• Instructions to follow
Reproduce the data below verbatim, keeping every line and character unchanged.

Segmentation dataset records
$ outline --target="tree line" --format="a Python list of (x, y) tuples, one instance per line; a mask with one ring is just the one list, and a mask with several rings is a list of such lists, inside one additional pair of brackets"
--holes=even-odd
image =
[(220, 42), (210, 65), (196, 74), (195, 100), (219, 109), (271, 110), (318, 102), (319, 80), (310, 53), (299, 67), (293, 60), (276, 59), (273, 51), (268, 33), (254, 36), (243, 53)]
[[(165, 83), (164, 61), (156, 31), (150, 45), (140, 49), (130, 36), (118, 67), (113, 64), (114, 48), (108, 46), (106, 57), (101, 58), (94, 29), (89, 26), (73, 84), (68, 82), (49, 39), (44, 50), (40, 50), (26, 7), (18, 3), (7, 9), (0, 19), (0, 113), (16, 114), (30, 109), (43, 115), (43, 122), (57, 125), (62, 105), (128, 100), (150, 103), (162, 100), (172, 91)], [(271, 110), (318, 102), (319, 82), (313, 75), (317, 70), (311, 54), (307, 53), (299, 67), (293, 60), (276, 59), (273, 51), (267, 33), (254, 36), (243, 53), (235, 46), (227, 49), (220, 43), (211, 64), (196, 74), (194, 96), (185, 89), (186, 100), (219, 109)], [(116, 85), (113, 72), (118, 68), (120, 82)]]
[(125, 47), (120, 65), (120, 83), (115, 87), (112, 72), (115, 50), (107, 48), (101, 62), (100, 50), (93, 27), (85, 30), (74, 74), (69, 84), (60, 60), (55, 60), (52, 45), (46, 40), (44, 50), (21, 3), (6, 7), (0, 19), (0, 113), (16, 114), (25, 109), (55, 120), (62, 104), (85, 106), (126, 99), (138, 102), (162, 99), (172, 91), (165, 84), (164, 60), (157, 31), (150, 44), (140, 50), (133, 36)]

• Worked solution
$ outline --target="tree line" --format="a Python list of (x, y) tuples, one instance per line; a mask with one ring is just the one list, and a mask with several rings is a list of such lists, inside one additional pair of brackets"
--holes=even-odd
image =
[(220, 42), (210, 65), (196, 74), (195, 100), (219, 109), (271, 110), (318, 102), (319, 80), (310, 53), (299, 67), (293, 60), (276, 59), (273, 51), (268, 33), (254, 36), (243, 53)]
[[(165, 83), (164, 61), (156, 31), (150, 45), (140, 49), (130, 36), (118, 67), (113, 64), (114, 48), (108, 46), (106, 57), (101, 58), (94, 29), (89, 26), (73, 84), (68, 82), (49, 39), (44, 50), (40, 50), (26, 7), (18, 3), (7, 9), (0, 19), (0, 113), (16, 114), (30, 109), (43, 115), (43, 122), (57, 125), (62, 105), (128, 100), (150, 103), (162, 100), (172, 91)], [(271, 110), (318, 102), (319, 82), (313, 75), (317, 70), (311, 54), (307, 53), (299, 67), (293, 60), (276, 59), (273, 51), (267, 33), (254, 36), (243, 53), (235, 46), (227, 49), (220, 43), (211, 64), (196, 74), (194, 96), (185, 89), (186, 100), (219, 109)], [(116, 85), (113, 72), (118, 68), (120, 82)]]
[(125, 47), (120, 65), (120, 83), (115, 87), (112, 72), (115, 50), (107, 48), (101, 62), (100, 50), (93, 27), (85, 30), (74, 74), (69, 84), (60, 60), (55, 60), (52, 45), (46, 40), (44, 50), (21, 3), (6, 7), (0, 19), (0, 113), (16, 114), (25, 109), (55, 120), (62, 104), (85, 106), (126, 99), (138, 102), (162, 99), (172, 91), (165, 84), (164, 60), (157, 31), (150, 44), (140, 50), (133, 36)]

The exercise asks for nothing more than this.